### Task prompt
Copy the records from the line that contains "pick out the stone" through the end, changing every "keypoint" to "point" and leaving the rest untouched.

### Provided data
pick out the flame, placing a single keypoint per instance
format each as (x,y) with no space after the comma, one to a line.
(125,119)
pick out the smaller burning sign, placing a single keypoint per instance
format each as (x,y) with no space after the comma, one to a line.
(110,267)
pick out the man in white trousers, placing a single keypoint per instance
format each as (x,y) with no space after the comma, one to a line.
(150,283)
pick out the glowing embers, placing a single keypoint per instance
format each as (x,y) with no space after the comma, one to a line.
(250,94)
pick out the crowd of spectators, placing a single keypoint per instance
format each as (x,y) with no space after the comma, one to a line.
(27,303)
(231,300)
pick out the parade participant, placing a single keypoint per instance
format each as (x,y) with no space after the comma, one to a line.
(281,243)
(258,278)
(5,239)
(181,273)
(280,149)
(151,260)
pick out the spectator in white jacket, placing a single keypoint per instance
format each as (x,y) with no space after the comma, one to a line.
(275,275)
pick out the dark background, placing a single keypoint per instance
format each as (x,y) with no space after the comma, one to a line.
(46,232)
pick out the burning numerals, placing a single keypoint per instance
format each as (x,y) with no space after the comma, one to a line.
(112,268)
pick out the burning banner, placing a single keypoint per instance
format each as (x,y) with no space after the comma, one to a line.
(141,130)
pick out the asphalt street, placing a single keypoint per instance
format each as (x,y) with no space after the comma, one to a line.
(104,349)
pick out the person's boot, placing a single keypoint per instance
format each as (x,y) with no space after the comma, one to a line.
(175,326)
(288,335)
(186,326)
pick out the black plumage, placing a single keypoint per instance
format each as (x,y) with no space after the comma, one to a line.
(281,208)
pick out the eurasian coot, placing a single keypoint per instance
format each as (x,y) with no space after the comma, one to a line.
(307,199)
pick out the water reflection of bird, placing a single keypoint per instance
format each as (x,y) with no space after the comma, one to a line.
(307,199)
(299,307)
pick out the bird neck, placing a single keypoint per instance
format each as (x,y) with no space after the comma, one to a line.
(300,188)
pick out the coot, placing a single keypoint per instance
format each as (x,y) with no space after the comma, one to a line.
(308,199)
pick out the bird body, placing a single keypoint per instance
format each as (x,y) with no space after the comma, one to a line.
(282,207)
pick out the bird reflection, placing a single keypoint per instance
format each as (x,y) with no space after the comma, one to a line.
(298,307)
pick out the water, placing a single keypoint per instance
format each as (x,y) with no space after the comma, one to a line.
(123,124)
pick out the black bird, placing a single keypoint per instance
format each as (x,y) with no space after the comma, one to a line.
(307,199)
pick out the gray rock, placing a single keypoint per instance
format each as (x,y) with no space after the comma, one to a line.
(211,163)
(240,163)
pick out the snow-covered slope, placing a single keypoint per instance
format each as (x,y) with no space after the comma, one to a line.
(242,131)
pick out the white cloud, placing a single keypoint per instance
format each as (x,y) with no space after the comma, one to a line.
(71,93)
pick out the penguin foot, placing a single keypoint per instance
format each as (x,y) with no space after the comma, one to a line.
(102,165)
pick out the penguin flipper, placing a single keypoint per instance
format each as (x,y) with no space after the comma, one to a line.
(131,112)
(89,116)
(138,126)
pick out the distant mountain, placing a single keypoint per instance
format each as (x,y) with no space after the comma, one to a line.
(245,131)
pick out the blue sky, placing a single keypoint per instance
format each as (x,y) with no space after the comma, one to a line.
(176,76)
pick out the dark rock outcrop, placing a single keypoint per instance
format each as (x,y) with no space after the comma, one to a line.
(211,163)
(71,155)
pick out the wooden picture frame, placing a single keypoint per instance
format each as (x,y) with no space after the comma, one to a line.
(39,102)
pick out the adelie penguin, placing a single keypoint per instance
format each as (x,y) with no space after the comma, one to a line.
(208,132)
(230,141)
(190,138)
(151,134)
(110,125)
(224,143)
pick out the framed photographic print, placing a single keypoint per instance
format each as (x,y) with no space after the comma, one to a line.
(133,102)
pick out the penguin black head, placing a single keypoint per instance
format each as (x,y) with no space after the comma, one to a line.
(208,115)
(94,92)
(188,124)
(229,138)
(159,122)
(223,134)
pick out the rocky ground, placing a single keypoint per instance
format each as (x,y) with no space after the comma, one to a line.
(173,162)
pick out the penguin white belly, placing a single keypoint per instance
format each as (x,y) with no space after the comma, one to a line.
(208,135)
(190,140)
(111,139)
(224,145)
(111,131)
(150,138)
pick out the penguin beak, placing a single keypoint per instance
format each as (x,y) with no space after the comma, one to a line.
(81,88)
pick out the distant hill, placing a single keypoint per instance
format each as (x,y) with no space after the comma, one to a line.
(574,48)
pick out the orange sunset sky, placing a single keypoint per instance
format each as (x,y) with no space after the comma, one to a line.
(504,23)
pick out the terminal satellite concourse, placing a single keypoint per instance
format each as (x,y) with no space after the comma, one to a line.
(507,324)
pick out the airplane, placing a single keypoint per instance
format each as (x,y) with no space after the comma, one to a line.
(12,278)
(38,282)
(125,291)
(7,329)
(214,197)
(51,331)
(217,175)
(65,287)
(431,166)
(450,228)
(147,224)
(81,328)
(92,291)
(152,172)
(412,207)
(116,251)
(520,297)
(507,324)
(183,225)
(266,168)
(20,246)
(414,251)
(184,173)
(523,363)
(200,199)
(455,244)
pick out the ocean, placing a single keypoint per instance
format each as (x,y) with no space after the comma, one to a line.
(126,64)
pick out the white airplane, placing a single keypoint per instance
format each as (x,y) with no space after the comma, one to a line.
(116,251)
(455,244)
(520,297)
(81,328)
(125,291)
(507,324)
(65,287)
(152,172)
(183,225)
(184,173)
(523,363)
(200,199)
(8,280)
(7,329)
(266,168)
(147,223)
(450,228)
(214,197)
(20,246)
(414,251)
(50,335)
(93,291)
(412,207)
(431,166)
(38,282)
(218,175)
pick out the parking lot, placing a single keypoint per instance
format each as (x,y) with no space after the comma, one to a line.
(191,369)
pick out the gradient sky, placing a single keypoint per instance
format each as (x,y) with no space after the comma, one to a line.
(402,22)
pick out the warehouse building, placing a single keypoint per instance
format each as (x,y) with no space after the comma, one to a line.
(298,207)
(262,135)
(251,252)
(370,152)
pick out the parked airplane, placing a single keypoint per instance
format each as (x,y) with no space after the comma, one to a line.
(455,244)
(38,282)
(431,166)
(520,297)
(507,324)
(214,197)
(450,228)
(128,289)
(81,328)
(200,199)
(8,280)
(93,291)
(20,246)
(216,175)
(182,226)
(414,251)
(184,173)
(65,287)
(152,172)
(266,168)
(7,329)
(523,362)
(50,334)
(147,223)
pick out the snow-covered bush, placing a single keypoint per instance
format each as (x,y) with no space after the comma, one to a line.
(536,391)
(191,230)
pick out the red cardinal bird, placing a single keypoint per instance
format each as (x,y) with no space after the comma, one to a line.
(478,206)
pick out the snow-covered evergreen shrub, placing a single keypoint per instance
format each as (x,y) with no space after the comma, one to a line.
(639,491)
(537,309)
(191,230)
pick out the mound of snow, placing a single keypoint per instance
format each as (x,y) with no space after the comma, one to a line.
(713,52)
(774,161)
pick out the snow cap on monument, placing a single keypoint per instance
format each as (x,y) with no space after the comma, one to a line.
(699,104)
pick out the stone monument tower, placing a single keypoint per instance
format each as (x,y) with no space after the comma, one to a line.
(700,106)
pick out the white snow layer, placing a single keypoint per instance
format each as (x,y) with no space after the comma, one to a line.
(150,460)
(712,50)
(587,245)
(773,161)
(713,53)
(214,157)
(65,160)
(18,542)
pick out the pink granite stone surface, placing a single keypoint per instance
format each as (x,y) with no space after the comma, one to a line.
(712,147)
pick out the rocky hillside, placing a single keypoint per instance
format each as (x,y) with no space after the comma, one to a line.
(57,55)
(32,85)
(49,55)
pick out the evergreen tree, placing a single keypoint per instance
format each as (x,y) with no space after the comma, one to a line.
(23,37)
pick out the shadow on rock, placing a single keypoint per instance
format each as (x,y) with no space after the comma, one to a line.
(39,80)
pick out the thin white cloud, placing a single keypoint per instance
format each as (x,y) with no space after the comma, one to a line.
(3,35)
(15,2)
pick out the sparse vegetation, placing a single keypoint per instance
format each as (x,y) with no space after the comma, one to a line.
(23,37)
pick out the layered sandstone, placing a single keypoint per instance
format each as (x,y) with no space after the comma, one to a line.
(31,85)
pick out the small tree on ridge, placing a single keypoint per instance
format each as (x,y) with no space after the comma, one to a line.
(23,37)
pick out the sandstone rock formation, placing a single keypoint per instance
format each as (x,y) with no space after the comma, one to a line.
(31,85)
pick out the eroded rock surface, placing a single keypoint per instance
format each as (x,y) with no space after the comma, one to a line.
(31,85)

### Reply
pick out the stone monument tower, placing a single point per instance
format each as (x,y) with no space after the comma, one to a line.
(700,106)
pick out the white snow layer, placing a single point per instance
format each as (x,y) with no space after the comma, one to a line.
(150,460)
(712,50)
(587,245)
(773,161)
(713,53)
(214,157)
(65,160)
(18,542)
pick out the pink granite stone surface, placing a single point per instance
format each as (x,y) with no space after the comma, one to a line.
(712,147)
pick out the rocky hillside, placing a single point per instance
format each as (x,y) with no space after the comma, one to a line.
(57,55)
(32,85)
(49,55)
pick out the evergreen tree, placing a single point per instance
format each as (x,y) with no space after the comma, one to a line.
(23,37)
pick out the shadow on rock, placing a single point per instance
format each as (x,y) with no space after the comma, one to a line.
(39,80)
pick out the thin white cloud, placing a single point per instance
format each as (x,y) with no space after the comma, one to a line.
(3,35)
(15,2)
pick out the sparse vegetation, placing a single point per instance
format each as (x,y) with no space after the comma, one to a line.
(23,37)
pick out the layered sandstone, placing a single point per instance
format each as (x,y) with no space after the comma, one to a line.
(31,85)
pick out the small tree on ridge, placing a single point per instance
format each as (x,y) with no space after the comma, one to a line.
(23,37)
pick out the sandstone rock formation, placing a single point per instance
format each as (x,y) with no space after the comma, one to a line.
(31,85)
pick out the eroded rock surface, placing a single point per instance
format each as (x,y) with no space after the comma, one to a line.
(31,85)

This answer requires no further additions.